### [PASSAGE]
René Marie: An artist can't just put your creativity out there and tell the public just deal with it. I don't think that's right. I think if we are going to be creative in ways that do disturb, then we have to face the results of that. It's not courageous, it's not fearless, if you just do it and walk away.

Sam Fuqua: That's René Marie, and this is Well, That Went Sideways! A podcast that serves as a resource to help people have healthy, respectful communication. We present a diversity of ideas, tools, and techniques to help you transform conflict in relationships of all kinds. On this episode, we talk with René Marie about an artist's response to conflict. She is a songwriter and singer. She's recorded almost a dozen albums, including Sound of Red, which was nominated for a 2016 Grammy Award in the Best Jazz Vocal Album category.

I'm Sam Fuqua, co-host of the program with Alexis Miles. Hi Alexis.

Alexis Miles: Hi Sam.

Sam Fuqua: And we are so happy to be joined for this edition of Well, That Went Sideways! by René Marie. Welcome.

René Marie: Thank you very much. I'm so happy to be here.

Sam Fuqua: I wanted to start with just asking you about how you started your singing career because you started later than most people. You were in your forties, right?

René Marie: I was in my forties when I started getting paid to sing.

Sam Fuqua: Okay.

René Marie: I'll put it like that.

Sam Fuqua: In terms of taking that leap to...

René Marie: Mm-hmm...

Sam Fuqua: ...being a professional singer, was there any internal conflict that you had to deal with?

### [DATASET]
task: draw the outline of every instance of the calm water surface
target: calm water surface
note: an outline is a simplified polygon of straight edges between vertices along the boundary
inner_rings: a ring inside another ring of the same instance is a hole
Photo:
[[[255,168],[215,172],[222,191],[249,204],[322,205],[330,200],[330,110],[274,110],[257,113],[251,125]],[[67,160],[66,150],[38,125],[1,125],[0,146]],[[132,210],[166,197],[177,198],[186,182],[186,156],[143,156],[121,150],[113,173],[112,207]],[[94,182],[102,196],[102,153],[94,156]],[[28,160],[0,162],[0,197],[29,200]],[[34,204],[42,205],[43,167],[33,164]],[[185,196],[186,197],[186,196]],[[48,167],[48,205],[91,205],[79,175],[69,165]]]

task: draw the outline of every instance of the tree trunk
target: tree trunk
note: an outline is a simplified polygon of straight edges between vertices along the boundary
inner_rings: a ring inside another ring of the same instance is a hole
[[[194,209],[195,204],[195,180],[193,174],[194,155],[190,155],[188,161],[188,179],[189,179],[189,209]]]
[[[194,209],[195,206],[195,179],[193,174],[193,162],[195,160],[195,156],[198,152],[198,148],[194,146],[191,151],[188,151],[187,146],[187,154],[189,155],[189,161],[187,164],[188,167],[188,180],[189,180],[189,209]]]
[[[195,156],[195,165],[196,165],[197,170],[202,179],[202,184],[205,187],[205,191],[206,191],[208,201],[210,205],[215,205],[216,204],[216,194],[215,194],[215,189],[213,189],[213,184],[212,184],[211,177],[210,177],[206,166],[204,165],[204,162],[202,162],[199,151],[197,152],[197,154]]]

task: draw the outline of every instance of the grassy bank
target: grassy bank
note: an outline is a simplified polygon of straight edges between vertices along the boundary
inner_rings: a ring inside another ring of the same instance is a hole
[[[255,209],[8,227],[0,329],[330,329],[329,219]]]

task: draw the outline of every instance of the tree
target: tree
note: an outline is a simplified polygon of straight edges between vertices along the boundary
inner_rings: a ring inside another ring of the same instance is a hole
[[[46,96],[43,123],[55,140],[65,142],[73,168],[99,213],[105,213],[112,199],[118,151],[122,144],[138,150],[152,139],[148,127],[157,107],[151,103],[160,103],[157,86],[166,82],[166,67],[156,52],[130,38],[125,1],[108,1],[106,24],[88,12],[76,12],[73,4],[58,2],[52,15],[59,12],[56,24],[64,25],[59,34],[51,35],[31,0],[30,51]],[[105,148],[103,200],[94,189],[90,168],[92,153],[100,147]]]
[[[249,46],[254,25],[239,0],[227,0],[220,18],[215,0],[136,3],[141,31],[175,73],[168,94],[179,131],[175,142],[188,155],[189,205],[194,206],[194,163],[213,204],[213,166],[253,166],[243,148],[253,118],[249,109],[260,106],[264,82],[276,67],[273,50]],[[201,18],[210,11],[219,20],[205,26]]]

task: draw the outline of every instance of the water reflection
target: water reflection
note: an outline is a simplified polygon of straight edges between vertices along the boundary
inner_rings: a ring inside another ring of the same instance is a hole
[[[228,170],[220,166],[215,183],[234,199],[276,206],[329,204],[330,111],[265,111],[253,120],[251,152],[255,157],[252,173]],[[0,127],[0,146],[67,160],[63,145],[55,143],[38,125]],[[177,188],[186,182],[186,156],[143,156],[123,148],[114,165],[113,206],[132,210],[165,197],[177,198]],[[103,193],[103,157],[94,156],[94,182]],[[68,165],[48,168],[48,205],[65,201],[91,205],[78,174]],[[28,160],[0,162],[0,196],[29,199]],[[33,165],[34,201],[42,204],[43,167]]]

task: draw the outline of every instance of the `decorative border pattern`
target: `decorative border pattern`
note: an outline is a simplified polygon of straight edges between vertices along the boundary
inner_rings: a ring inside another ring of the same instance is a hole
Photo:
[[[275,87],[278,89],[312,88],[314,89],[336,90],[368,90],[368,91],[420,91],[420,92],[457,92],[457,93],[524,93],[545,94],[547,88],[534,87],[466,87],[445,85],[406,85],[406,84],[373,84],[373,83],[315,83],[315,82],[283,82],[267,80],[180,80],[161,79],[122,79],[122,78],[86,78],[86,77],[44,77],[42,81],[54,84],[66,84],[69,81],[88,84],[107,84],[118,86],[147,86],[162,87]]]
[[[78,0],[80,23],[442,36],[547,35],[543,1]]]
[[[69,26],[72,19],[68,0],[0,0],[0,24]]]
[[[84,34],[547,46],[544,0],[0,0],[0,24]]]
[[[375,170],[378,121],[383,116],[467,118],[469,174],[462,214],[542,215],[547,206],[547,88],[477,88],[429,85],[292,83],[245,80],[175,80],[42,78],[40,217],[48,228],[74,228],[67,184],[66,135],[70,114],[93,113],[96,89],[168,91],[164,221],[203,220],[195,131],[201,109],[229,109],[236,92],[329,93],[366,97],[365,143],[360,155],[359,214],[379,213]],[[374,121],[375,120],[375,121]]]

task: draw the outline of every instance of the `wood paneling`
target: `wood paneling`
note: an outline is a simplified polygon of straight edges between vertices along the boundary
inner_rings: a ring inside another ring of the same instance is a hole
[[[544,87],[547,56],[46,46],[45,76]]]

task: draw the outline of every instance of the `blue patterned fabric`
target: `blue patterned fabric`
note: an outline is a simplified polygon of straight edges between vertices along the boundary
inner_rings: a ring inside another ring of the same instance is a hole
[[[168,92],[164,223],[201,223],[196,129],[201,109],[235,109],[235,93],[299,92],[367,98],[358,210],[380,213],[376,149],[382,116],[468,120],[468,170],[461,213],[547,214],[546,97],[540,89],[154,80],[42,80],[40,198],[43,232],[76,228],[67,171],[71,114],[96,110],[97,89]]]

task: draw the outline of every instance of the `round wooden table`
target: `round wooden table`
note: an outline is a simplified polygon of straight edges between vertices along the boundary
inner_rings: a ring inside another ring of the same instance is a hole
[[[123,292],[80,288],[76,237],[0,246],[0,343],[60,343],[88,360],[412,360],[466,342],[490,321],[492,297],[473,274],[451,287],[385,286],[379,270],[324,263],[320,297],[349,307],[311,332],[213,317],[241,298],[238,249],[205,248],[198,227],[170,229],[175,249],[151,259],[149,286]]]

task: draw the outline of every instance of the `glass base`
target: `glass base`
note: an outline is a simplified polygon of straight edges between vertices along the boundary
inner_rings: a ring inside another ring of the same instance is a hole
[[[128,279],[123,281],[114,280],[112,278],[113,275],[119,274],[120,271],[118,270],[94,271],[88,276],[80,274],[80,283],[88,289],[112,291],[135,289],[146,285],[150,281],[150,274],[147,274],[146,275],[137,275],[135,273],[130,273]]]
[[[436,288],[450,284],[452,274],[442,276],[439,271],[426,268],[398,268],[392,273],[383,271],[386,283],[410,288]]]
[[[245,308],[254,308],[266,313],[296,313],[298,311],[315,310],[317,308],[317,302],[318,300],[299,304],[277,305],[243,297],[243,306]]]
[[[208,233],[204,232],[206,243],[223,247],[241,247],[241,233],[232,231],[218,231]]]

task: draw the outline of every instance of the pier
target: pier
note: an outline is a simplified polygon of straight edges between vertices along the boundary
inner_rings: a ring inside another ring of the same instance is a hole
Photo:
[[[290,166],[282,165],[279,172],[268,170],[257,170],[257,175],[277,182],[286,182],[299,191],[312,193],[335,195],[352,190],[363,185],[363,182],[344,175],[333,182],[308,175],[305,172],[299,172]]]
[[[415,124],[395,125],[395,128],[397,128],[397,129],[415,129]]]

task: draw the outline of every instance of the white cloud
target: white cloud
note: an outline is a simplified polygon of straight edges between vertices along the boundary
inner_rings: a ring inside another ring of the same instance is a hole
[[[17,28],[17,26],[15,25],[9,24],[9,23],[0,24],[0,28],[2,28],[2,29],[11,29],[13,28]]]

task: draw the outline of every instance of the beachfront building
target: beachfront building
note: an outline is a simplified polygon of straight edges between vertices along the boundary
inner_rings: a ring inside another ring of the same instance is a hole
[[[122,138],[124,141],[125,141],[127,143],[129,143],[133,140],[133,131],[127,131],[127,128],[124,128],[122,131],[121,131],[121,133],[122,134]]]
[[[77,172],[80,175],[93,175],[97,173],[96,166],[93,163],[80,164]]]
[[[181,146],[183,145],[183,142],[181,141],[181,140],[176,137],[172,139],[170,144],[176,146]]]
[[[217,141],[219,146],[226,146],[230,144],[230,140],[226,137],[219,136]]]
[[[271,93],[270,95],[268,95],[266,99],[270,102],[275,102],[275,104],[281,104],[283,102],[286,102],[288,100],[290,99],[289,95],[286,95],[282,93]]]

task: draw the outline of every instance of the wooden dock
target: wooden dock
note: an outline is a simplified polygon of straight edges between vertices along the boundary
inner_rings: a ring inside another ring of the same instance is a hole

### [INSTRUCTIONS]
a – List each line of the entries that contains the string "patterned", treating uppercase and lowercase letters as distinct.
b – Extend the podcast interview with René Marie, beginning immediately after its final line.

### [THE RESPONSES]
a –
task: draw the outline of every instance of the `blue patterned fabric`
target: `blue patterned fabric`

b –
René Marie: No, there wasn't any conflict. There was a lot of ignorance. And I didn't know what I was doing. In fact, I didn't have a plan. I just started singing because one day my son heard, uh, uh, a singer singing the songs that I would sing at home. She was on stage with a band and he thought I could do a better job, and he talked me into, uh, starting to sing in public. My husband, uh, also thought it was a good idea, so I just like on a whim, just, was no forethought, there was no plan, there was no, nothing like that. It was just, "La-la-la-la-la I think I'm gonna sing." Kinda like that. Really. And the more I got into it, the more I realized that this was a form of communication I had kinda let go by the wayside. It was another language actually, that I could communicate with much better than any other way of communicating that I have. So, that was how it happened. And then people would ask me, "Well, what's your five-year plan?" And, which point I would laugh, not in their face, but I would laugh because I was like, I don't even have a five-day plan.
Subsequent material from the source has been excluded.